• _Task brief_:
Write the data below out exactly as it stands. Do not include the pictures.

Data below:

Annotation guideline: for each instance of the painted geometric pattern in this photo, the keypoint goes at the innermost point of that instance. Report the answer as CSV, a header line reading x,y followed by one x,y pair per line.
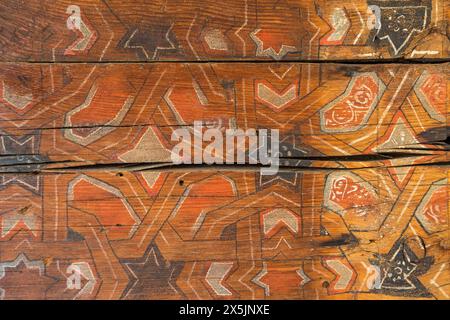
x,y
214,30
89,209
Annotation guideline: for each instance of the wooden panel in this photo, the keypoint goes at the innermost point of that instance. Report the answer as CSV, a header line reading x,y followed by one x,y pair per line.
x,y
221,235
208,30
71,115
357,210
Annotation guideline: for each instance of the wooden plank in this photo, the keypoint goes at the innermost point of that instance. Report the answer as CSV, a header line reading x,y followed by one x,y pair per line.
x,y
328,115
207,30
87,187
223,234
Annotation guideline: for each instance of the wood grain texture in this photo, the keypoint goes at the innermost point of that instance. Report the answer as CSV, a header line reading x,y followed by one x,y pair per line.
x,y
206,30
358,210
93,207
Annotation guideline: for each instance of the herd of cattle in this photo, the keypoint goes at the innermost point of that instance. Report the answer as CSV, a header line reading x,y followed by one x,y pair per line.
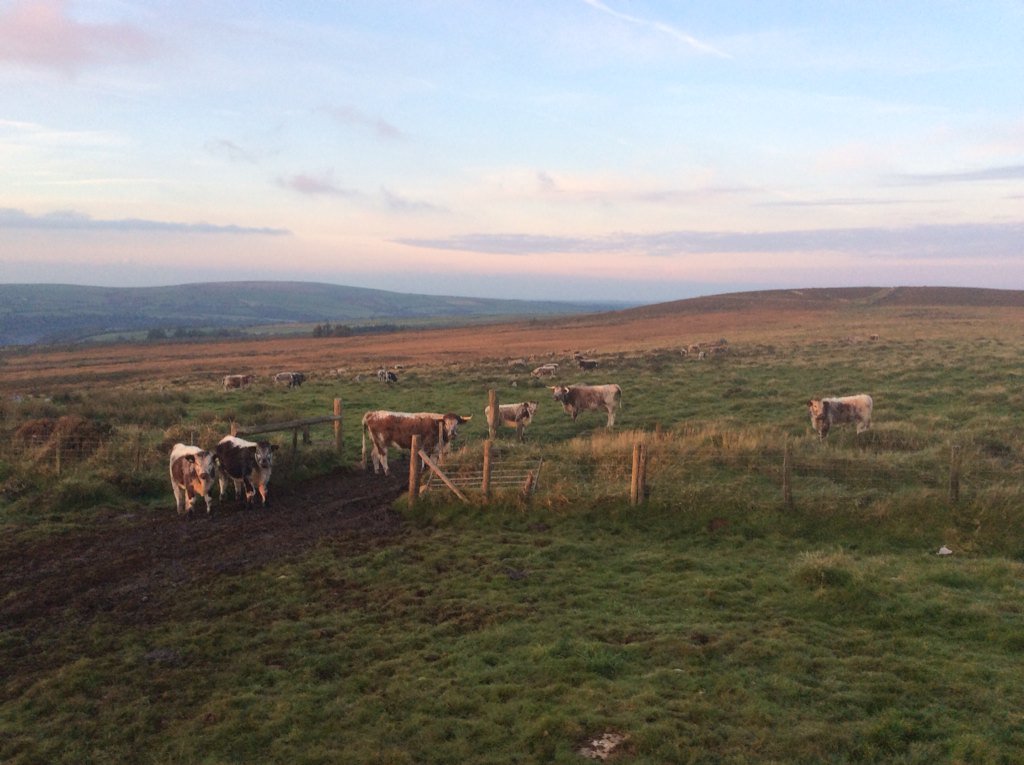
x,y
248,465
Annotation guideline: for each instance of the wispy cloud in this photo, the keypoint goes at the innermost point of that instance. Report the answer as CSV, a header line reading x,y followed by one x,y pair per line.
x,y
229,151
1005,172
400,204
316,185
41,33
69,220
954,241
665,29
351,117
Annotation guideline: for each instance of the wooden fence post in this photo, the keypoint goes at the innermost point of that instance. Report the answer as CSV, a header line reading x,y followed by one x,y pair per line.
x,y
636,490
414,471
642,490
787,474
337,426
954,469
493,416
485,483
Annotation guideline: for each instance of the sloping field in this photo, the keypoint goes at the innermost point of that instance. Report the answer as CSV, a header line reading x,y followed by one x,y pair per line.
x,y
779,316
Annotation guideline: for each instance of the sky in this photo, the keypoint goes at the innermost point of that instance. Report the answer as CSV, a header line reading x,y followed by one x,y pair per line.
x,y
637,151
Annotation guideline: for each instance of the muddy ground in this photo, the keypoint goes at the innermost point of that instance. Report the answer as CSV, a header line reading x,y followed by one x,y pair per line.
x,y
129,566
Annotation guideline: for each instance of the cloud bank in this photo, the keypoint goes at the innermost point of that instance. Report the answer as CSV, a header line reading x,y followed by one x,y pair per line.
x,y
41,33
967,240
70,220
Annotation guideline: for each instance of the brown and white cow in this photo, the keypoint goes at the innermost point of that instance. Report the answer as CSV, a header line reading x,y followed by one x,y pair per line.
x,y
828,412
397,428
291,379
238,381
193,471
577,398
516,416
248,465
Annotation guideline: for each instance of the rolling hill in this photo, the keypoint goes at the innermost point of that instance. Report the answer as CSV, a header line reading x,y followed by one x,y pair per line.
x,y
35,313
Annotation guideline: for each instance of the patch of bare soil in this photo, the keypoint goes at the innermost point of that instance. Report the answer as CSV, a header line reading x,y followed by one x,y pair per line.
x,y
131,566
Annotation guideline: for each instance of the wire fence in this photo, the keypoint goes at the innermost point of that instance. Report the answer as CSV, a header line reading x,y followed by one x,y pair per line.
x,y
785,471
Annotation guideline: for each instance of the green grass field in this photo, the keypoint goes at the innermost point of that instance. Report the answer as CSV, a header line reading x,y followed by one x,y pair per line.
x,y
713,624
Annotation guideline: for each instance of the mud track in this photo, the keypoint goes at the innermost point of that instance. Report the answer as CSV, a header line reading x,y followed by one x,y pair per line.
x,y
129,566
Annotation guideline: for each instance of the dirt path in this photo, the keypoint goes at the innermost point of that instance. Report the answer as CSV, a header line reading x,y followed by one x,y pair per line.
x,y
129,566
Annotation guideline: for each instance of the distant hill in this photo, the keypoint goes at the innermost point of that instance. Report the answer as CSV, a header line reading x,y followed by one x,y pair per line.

End of Data.

• _Response below_:
Annotation guideline: for each instance of the painted geometric pattern in this photo, the keypoint goes at the innermost point of that instance. Report the answer as CSV, a header line reading x,y followed by one x,y pair per line.
x,y
214,30
89,209
Annotation guideline: for each instance of the wooden panel in this photo, the keypoint goes at the innermost point of that instance. Report the answer as CSV, a header line reading x,y followed by one x,y pair per line.
x,y
221,235
208,30
71,115
357,210
Annotation guideline: for each instance of the wooden plank in this photo, the keypoint goes at the innermost point of that instance. Report the answer as CSV, a header line reading x,y followed by one x,y pair per line.
x,y
328,115
207,30
87,187
223,234
Annotation guideline: for each instance of the wood grain texture in this photo, the keypoint goes at the innermost point of that instance. Report the answer as CSV, a header line reading x,y followed by one x,y pair per line.
x,y
206,30
358,210
93,207
Annotation guideline: for each instance of the herd of cattle in this photo, the keypoint goes at the innermost point of that instance. Report the answer as CSV, a header line reading x,y followed by one x,y pair per line.
x,y
248,465
Annotation guideline: for each instance of the wispy cloud in this photo, the keypoint goes at the innermost point of that instance. Report the answer as CSV, a header line reading x,y followed by one x,y pair per line.
x,y
229,151
1005,172
400,204
316,185
41,33
69,220
954,241
665,29
351,117
Annotation guideline: for each instance of the wooden fence post in this photo, the keypoint goes at the innermost point of that instance. Report the answer as CSV, a header line reading x,y followed by one x,y pair per line.
x,y
636,490
414,471
642,490
787,474
337,426
954,469
493,416
485,483
Annotation guideline: for each instance of the sloping field in this photo, the keypoint goes at the innermost point of that instance. Report the answer as CSV, a header line reading x,y followed by one x,y pair per line.
x,y
779,316
Annotation guideline: for each instance of the sky in this photo, the keypoint goes at the innermost point of that instance. Report the answer as CSV, a header line reading x,y followed by one x,y pair per line.
x,y
637,151
Annotation guideline: for each instance of the muddy ground in this photo, the keypoint goes at the innermost point of that instance. Report the answer as CSV, a header line reading x,y followed by one x,y pair per line.
x,y
129,566
Annotation guideline: for each instance of the cloud bank in this photo, the keypoint goes at the innermost point of that instance. Report the answer as CSV, a header line reading x,y followed by one x,y pair per line.
x,y
41,33
967,240
70,220
Annotation guideline: for each instance of the brown and white cow in this photo, the keypoint goes at the innermost point of that instance. Report the answer as CSV, a header line reading x,y followed by one x,y pair per line.
x,y
828,412
397,428
291,379
238,381
193,471
577,398
516,416
248,465
Annotation guideline: for each instance of the rolling hill in this photo, the keypoint goes at the innermost point of that instance. Report the answer as CSV, a header line reading x,y followed by one x,y pair per line.
x,y
35,313
Annotation guideline: for each instance of the patch of bare soil in this photo, the keypoint goes at the innermost point of that instance. Report the answer as CSV, a header line reading x,y followed by one x,y pair per line.
x,y
131,566
Annotation guideline: for each instance of the wire fence in this photo, the keypoint goes at the innermost point of that instance. Report the answer as CSV, a header line reading x,y followed by one x,y pair per line.
x,y
785,471
Annotation guideline: for each instance of the green grass field in this photo, the keypoint goes at the innermost point of that instance. Report the answer as CSV, a header line reading x,y followed by one x,y pair per line.
x,y
713,624
Annotation guideline: for each instance of the mud track in this photo, the keypoint goes at the innermost point of that instance. Report the answer as CSV, a header line reading x,y followed by one x,y pair per line.
x,y
129,566
Annotation guideline: for each instance of the dirt path in this photo, the keypoint goes at the innermost point of that instance. Report the answer as CSV, a header line reading x,y followed by one x,y pair per line.
x,y
129,566
Annotation guideline: for each instance of the distant hill in this photo, the keypoint goes at the innermost point of that instance. Report the answer as CSV, a header line reading x,y followed by one x,y pair per line.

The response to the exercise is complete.